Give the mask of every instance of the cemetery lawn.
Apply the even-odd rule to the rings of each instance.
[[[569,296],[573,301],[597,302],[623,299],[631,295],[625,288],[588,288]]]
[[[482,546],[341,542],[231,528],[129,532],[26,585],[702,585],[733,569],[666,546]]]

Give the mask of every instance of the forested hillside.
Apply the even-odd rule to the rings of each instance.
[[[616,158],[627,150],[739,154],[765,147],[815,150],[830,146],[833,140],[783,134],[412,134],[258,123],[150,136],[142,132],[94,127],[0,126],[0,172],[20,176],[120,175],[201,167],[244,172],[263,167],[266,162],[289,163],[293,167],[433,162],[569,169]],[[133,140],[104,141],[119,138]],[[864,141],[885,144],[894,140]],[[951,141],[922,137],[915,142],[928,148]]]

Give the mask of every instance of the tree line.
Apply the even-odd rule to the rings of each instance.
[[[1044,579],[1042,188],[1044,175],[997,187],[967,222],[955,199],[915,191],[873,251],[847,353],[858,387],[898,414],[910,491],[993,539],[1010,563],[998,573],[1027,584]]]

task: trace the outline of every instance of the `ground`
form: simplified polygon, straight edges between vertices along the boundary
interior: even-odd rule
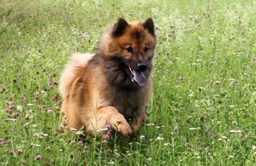
[[[255,8],[252,0],[2,0],[0,165],[255,165]],[[156,24],[148,119],[129,143],[60,133],[68,57],[94,52],[120,17]]]

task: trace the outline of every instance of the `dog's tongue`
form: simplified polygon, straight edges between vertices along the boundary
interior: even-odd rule
[[[146,84],[146,77],[145,77],[143,72],[134,71],[134,77],[133,77],[134,80],[137,82],[138,84],[140,86],[144,86]]]

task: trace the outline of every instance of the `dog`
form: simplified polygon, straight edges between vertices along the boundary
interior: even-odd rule
[[[102,35],[95,55],[75,54],[60,77],[60,126],[93,133],[110,124],[122,135],[138,135],[147,118],[156,45],[151,18],[119,19]]]

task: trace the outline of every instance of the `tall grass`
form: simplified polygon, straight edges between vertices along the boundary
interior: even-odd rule
[[[254,1],[0,1],[0,165],[254,165]],[[149,116],[131,142],[63,134],[68,57],[119,17],[153,18]]]

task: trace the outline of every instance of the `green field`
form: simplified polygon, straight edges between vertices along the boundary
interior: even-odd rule
[[[0,165],[255,165],[256,1],[0,0]],[[60,74],[109,23],[153,18],[148,118],[131,142],[58,130]]]

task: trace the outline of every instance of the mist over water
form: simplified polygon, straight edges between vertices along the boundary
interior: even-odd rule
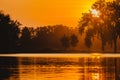
[[[0,57],[0,80],[120,80],[120,57]]]

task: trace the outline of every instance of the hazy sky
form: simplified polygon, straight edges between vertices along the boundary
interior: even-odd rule
[[[77,26],[81,13],[96,0],[0,0],[0,10],[24,26]]]

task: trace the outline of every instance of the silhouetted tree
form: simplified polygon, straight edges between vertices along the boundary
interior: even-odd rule
[[[117,38],[120,33],[119,6],[120,5],[114,1],[105,2],[104,0],[99,0],[95,2],[92,9],[100,12],[99,17],[95,17],[91,11],[89,13],[84,13],[79,22],[80,33],[93,29],[93,32],[91,33],[100,37],[102,41],[102,50],[104,50],[106,43],[109,45],[114,43],[114,52],[116,52]]]
[[[21,31],[20,43],[21,43],[21,50],[23,51],[30,51],[31,44],[31,32],[30,28],[24,27]]]
[[[76,47],[77,43],[79,42],[77,36],[75,34],[71,35],[70,37],[70,43],[72,47]]]
[[[61,38],[61,43],[62,43],[62,46],[64,47],[64,49],[67,50],[70,47],[70,38],[68,36],[64,35]]]

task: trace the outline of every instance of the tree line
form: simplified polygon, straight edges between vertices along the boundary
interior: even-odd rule
[[[0,52],[61,52],[78,43],[74,29],[64,25],[37,28],[20,25],[0,12]]]

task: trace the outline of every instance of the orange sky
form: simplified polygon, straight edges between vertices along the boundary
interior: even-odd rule
[[[0,0],[0,10],[24,26],[77,26],[81,13],[96,0]]]

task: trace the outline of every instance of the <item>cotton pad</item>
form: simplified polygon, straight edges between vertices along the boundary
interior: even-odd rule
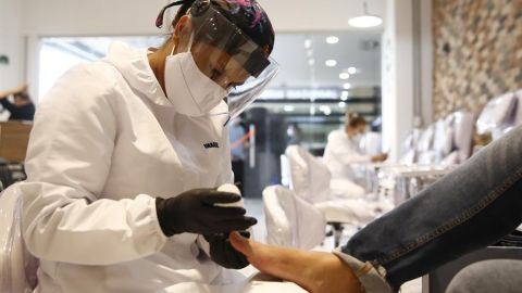
[[[222,192],[228,192],[228,193],[234,193],[237,195],[241,195],[241,192],[235,184],[231,183],[224,183],[220,188],[217,188],[217,191]],[[235,202],[235,203],[216,203],[214,206],[221,206],[221,207],[245,207],[245,203],[243,202],[243,199]]]

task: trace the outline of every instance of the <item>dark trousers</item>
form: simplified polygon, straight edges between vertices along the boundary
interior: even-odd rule
[[[497,242],[522,221],[522,126],[369,224],[343,252],[405,281]]]

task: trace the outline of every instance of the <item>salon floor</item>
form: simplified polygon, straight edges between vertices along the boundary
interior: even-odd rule
[[[266,242],[266,225],[264,221],[263,201],[261,199],[245,199],[245,207],[250,216],[258,219],[258,224],[253,226],[253,239],[259,242]],[[350,237],[357,232],[357,229],[345,229],[340,243],[346,243]],[[318,246],[315,250],[331,252],[334,250],[334,238],[328,237],[324,243]],[[402,285],[401,293],[421,293],[421,278],[407,282]]]

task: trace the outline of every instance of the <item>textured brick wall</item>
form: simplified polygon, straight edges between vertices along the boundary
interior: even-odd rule
[[[522,88],[522,0],[433,1],[435,118]]]

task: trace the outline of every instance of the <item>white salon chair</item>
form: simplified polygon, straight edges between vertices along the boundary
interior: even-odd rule
[[[522,89],[514,92],[517,107],[514,110],[513,127],[522,125]]]
[[[22,232],[22,194],[16,184],[0,193],[0,292],[29,293],[38,260],[26,250]]]
[[[290,166],[290,188],[304,201],[323,212],[334,227],[335,245],[339,244],[343,225],[363,226],[373,220],[388,205],[362,199],[349,199],[334,194],[331,189],[331,175],[324,163],[299,145],[286,149]]]
[[[311,250],[323,242],[323,213],[293,191],[282,186],[265,188],[263,206],[269,244]]]
[[[513,92],[490,100],[476,120],[478,135],[492,133],[494,140],[500,138],[513,126],[518,101]]]

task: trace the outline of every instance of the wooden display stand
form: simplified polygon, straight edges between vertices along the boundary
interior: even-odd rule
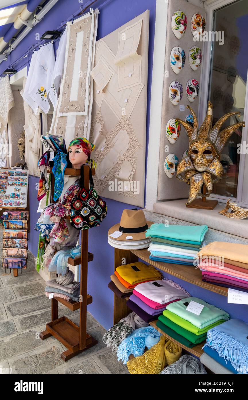
[[[92,170],[92,175],[94,175],[94,170]],[[84,185],[85,188],[89,187],[89,167],[84,167]],[[80,170],[66,168],[66,175],[79,176]],[[52,175],[51,179],[52,196],[53,197],[54,187],[54,176]],[[46,330],[39,334],[42,340],[50,336],[53,336],[62,343],[68,349],[61,355],[61,358],[64,361],[77,356],[87,349],[94,346],[97,341],[86,332],[87,318],[87,305],[92,302],[92,297],[87,293],[88,275],[88,262],[93,260],[93,254],[88,252],[88,230],[81,231],[81,257],[80,264],[80,300],[81,301],[68,301],[65,299],[56,297],[51,299],[51,321],[46,326]],[[76,259],[77,260],[77,259]],[[78,265],[73,260],[72,265]],[[68,260],[70,262],[70,259]],[[79,327],[66,317],[58,318],[58,302],[66,306],[71,311],[80,310]]]

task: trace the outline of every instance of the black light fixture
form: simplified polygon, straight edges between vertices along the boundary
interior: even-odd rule
[[[41,38],[41,40],[54,40],[60,36],[60,32],[58,30],[47,30],[43,33]]]
[[[5,70],[3,72],[4,75],[11,75],[12,74],[16,74],[17,72],[16,70],[14,70],[14,68],[10,68]]]

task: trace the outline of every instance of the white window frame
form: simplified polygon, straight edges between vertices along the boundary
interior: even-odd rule
[[[204,2],[203,7],[206,10],[206,31],[213,30],[214,12],[228,4],[234,3],[236,1],[236,0],[206,0]],[[198,108],[198,119],[200,121],[202,121],[204,119],[209,100],[208,93],[209,80],[211,79],[209,74],[211,68],[211,52],[213,44],[212,42],[203,42],[203,56],[201,67],[201,85],[199,93],[201,100]],[[248,143],[248,69],[246,82],[244,115],[244,120],[246,121],[246,124],[245,127],[243,128],[241,142],[246,142],[246,143]],[[245,207],[248,207],[248,154],[240,154],[237,196],[236,198],[232,197],[232,199],[238,202],[244,200],[243,205]],[[209,198],[218,200],[220,202],[225,203],[229,198],[226,196],[212,194]]]

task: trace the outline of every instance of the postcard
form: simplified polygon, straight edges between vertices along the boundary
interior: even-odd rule
[[[28,258],[28,251],[26,249],[18,249],[10,247],[2,249],[4,257],[20,257]]]
[[[2,257],[2,266],[4,268],[27,268],[27,260],[26,258],[18,258],[14,257]]]
[[[3,239],[4,247],[16,247],[17,248],[27,249],[28,240],[26,239],[16,239],[10,238]]]

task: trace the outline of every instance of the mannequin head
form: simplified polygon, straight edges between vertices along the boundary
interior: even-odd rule
[[[79,169],[91,157],[95,146],[85,138],[78,138],[72,140],[68,148],[69,160],[72,168]]]
[[[175,74],[179,74],[184,66],[185,52],[181,47],[176,46],[171,52],[170,64]]]

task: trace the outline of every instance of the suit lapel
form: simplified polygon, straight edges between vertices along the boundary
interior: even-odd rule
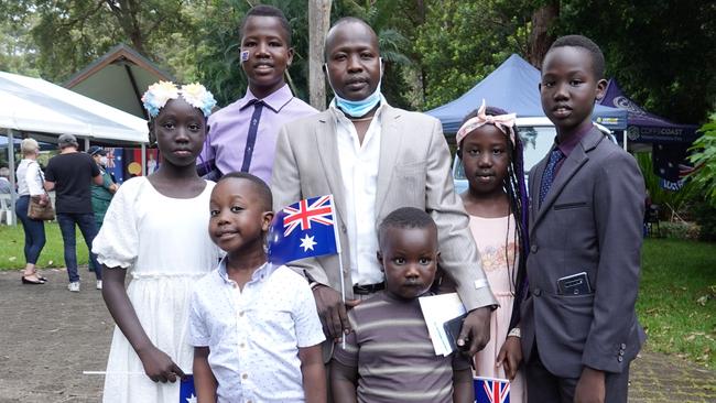
[[[386,105],[381,112],[380,126],[380,159],[378,162],[378,181],[376,189],[376,217],[380,214],[380,208],[386,202],[390,181],[393,176],[395,161],[398,161],[398,151],[402,141],[403,133],[398,130],[398,118],[400,112],[391,106]]]
[[[597,146],[597,144],[601,141],[604,138],[604,134],[597,129],[592,129],[592,131],[579,142],[579,144],[574,148],[569,156],[564,161],[562,164],[562,167],[560,168],[560,172],[557,176],[554,178],[554,182],[552,183],[552,187],[550,187],[550,192],[546,194],[544,197],[544,202],[542,203],[541,206],[535,207],[534,210],[536,211],[536,216],[534,219],[534,224],[532,225],[532,228],[536,227],[546,214],[546,211],[550,210],[550,207],[554,204],[554,202],[557,199],[560,194],[562,193],[562,189],[564,189],[564,186],[566,186],[567,183],[572,179],[572,177],[579,171],[579,168],[589,160],[588,152],[594,150],[594,148]],[[543,161],[544,162],[544,161]],[[538,178],[538,183],[534,184],[536,186],[535,188],[538,192],[534,193],[535,197],[538,197],[533,203],[539,204],[539,188],[540,184],[542,183],[542,174],[544,173],[544,166],[541,166],[540,170],[540,177]]]
[[[552,149],[550,149],[552,150]],[[549,160],[549,153],[547,156],[542,159],[538,163],[538,165],[534,167],[534,175],[530,181],[530,217],[533,218],[532,225],[530,226],[530,230],[532,230],[532,227],[534,227],[535,218],[538,216],[538,213],[540,210],[540,184],[542,183],[542,176],[544,175],[544,167],[547,164]]]
[[[338,161],[338,141],[336,140],[336,120],[330,109],[322,113],[316,127],[315,140],[318,149],[318,156],[323,165],[323,172],[328,182],[328,187],[334,196],[338,216],[345,222],[346,199],[343,190],[343,178],[340,177],[340,162]]]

● Short problem:
Repeat the rows word for word, starting at the line that contains "task: trace the outline of every instance of the hazy" and ending at the line that contains "[[[497,242],[522,221],[522,126],[369,224],[343,252],[405,281]]]", with both of those lines included. Omit the pictures from your copy.

● Solution below:
task: trace the outline of every instance of the hazy sky
form: simplified polygon, straight edges between vertices along the boundary
interior: even-odd rule
[[[77,26],[81,13],[96,0],[0,0],[0,10],[24,26]]]

task: trace the outline of every instance of the silhouetted tree
form: simplified polygon, straight edges between vertices along the boundary
interior: even-odd rule
[[[117,38],[120,33],[119,6],[120,5],[114,1],[105,2],[104,0],[99,0],[95,2],[92,9],[100,12],[99,17],[95,17],[91,11],[89,13],[84,13],[79,22],[80,33],[93,29],[93,32],[91,33],[100,37],[102,41],[102,50],[104,50],[106,43],[109,45],[114,43],[114,52],[116,52]]]
[[[21,31],[20,43],[21,43],[21,50],[23,51],[30,51],[31,44],[31,32],[30,28],[24,27]]]
[[[76,47],[77,43],[79,42],[77,36],[75,34],[71,35],[70,37],[70,43],[72,47]]]
[[[61,38],[61,43],[62,43],[62,46],[64,47],[64,49],[67,50],[70,47],[70,38],[68,36],[64,35]]]

task: trace the outline of every instance of the tree line
form: simplified polygon, straight edges between vertices along the boundary
interior: even-odd rule
[[[0,52],[61,52],[78,43],[74,29],[64,25],[37,28],[20,25],[0,12]]]

task: trace the outline of every instance of the orange sky
form: simplified polygon, straight edges between vertices along the boundary
interior: even-odd rule
[[[0,0],[0,10],[24,26],[77,26],[81,13],[96,0]]]

task: trace the outline of every instance of the <item>cotton pad</item>
form: simplified polygon, straight edges between vertices along the boundary
interior: even-odd rule
[[[222,192],[228,192],[228,193],[234,193],[237,195],[241,195],[241,192],[235,184],[231,183],[224,183],[220,188],[217,188],[217,191]],[[235,202],[235,203],[216,203],[214,206],[221,206],[221,207],[245,207],[245,203],[243,202],[243,199]]]

task: trace the outline of every instance of the <item>dark trousers</item>
form: simplified polygon, straight edges between vertices along the boundary
interior: even-odd rule
[[[497,242],[522,221],[522,126],[369,224],[343,252],[405,281]]]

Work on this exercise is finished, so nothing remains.